- **Problem statement**
Return exactly the span of lines that opens with the line containing "written like [378,307]." and closes with the last line of the data, inclusive.

Dataset excerpts on object pointing:
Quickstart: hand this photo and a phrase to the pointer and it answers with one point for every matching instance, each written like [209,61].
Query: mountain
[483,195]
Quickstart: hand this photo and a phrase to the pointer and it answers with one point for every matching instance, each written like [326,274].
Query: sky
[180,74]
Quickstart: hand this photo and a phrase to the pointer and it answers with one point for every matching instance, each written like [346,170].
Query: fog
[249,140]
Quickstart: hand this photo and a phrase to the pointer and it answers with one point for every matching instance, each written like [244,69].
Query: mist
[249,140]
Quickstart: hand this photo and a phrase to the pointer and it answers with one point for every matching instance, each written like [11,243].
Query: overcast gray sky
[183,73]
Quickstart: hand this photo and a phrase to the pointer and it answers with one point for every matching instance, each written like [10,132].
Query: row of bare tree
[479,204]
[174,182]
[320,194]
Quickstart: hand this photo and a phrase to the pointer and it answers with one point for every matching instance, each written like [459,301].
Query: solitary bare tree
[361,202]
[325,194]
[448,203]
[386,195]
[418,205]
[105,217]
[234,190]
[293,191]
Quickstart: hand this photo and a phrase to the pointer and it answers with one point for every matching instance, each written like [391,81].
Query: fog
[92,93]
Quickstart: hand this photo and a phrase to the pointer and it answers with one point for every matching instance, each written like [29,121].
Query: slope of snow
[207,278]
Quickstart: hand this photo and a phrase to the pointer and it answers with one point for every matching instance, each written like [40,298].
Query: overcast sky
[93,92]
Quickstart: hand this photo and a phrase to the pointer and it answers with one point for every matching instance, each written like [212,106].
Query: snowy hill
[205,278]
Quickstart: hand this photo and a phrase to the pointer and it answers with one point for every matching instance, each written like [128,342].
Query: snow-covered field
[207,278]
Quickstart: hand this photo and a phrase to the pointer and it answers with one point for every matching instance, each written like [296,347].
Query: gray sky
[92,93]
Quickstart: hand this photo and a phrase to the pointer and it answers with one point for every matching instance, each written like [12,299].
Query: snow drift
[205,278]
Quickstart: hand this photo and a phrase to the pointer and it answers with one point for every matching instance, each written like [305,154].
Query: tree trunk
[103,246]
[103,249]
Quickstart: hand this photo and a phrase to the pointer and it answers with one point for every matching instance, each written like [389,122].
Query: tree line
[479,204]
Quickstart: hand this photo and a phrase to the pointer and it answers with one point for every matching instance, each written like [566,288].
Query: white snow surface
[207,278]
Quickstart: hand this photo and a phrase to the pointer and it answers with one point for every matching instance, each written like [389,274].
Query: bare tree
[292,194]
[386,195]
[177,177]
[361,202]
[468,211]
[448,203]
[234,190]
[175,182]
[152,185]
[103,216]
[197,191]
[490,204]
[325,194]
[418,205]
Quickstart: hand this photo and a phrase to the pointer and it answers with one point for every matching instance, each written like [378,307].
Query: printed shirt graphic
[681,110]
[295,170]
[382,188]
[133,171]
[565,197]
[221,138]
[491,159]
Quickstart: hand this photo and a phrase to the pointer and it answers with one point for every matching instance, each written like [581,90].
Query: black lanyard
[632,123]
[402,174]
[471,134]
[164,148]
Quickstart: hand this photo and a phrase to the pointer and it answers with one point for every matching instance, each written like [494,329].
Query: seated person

- **Answer to this exercise**
Quickstart: hand this photo and a phrase to the pointer and it answers with one point for every matching instance, each written like [378,307].
Query: printed shirt graphic
[681,110]
[295,170]
[382,188]
[133,171]
[565,197]
[221,138]
[491,159]
Quickstart: hand this photo and a phrase to the pointer and it answers with one point for every matching instance, each written like [581,90].
Query: black lanyard
[632,123]
[402,174]
[471,134]
[164,148]
Quickstart: hand this photo and a phrase to the pointer and it answers with one point for every matching instance, each written like [494,329].
Query: seated person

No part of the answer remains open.